SOURCE TEXT →
________________

The CED Clinic (CEDC) is ideal for students who are interested in using law creatively to combat structural inequalities in New York City and beyond.
Student interns learn a range of lawyering skills – collaborative problem solving, interviewing and counseling, negotiation, transactional drafting, and oral advocacy – through representation of groups like worker-owned cooperatives, community land trusts, tenant unions, and grassroots nonprofits and coalitions. Through the seminar component of the CEDC, students situate their work in the political economy of racial capitalism, with an emphasis on how to strategically deploy law in support of organizing efforts for social change.
The work of the CEDC is organized around two main practice areas:
Economic Democracy
The CEDC focuses on workplace democracy and the redistribution of wealth and power in New York City, through an abolitionist democratic lens. We work with community-led institutions in historically plundered neighborhoods on reparative social equity measures, including the transition to just marijuana policies and health justice initiatives that address the social determinants of health.

________________

RECORD SET →
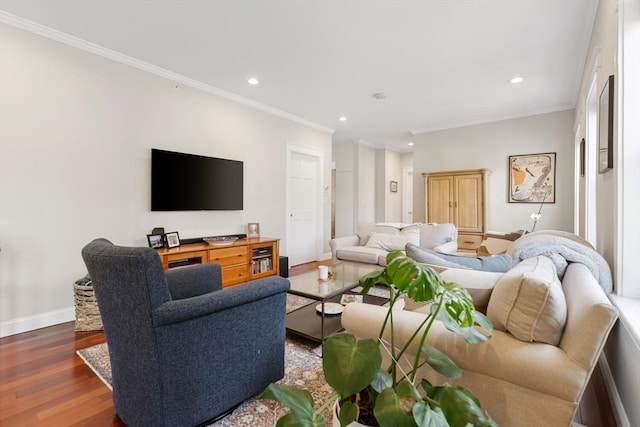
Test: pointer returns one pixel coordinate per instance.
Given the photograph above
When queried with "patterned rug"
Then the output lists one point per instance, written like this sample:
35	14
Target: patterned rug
303	368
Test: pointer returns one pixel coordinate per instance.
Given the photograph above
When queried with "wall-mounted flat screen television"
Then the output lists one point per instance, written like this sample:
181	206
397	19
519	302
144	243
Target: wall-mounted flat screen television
188	182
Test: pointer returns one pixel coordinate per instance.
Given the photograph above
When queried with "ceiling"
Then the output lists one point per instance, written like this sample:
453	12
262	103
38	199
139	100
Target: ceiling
439	64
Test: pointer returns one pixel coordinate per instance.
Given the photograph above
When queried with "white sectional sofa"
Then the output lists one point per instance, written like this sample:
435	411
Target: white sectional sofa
549	333
372	243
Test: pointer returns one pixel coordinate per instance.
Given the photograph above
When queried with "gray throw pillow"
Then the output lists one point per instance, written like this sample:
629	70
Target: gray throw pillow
494	263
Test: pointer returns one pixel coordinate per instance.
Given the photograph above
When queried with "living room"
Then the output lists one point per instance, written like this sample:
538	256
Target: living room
79	126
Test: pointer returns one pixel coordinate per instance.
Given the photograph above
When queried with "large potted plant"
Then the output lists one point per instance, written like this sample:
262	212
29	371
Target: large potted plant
373	395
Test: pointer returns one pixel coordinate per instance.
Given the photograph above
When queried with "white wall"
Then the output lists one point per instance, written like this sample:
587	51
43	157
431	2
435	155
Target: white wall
75	145
616	191
488	146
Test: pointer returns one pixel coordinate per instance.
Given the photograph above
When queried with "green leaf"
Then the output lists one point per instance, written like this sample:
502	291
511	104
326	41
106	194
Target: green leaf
382	381
440	362
293	420
299	401
389	413
350	364
462	408
425	416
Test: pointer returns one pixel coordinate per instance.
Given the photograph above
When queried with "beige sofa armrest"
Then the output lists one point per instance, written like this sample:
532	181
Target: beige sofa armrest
447	248
502	357
590	316
338	243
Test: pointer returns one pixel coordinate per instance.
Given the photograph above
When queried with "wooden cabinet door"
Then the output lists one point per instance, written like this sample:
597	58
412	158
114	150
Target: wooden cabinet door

________________

WORK ITEM A →
Answer these from the CED Clinic description, one answer per line, marked the same way:
(i) How many main practice areas is the clinic's work organized around?
(ii) Which part of the clinic has students place their work in the political economy of racial capitalism?
(iii) Through what lens does the clinic focus on workplace democracy and the redistribution of wealth and power?
WORK ITEM B → In the CED Clinic description, retype word for word the part that opens with the words containing "Student interns learn" and closes with "for social change.".
WORK ITEM C → Extend the CED Clinic description, picking up after its last sentence.

RESULT A →
(i) Two.
(ii) The seminar component.
(iii) An abolitionist democratic lens.

RESULT B →
Student interns learn a range of lawyering skills – collaborative problem solving, interviewing and counseling, negotiation, transactional drafting, and oral advocacy – through representation of groups like worker-owned cooperatives, community land trusts, tenant unions, and grassroots nonprofits and coalitions. Through the seminar component of the CEDC, students situate their work in the political economy of racial capitalism, with an emphasis on how to strategically deploy law in support of organizing efforts for social change.

RESULT C →
Student interns in the economic democracy practice area work collaboratively with worker cooperatives, community land trusts, credit unions, not-for-profits, and movements for racial and economic justice on a range of legal issues, including entity-type counseling, legal formation, governance, contracts, tax exemption, employment, and other organizational operational issues.
Anti-Displacement
The CEDC provides legal support to tenant organizations that are fighting for enhanced protections for renters, including good cause eviction and collective bargaining rights for tenant unions. CEDC student interns also assist tenant associations in litigation for repairs and against landlord harassment and abandonment.
Student interns in this practice area facilitate tenant meetings, lead community legal education workshops, and appear in Housing Court and/or administrative proceedings on behalf of tenants.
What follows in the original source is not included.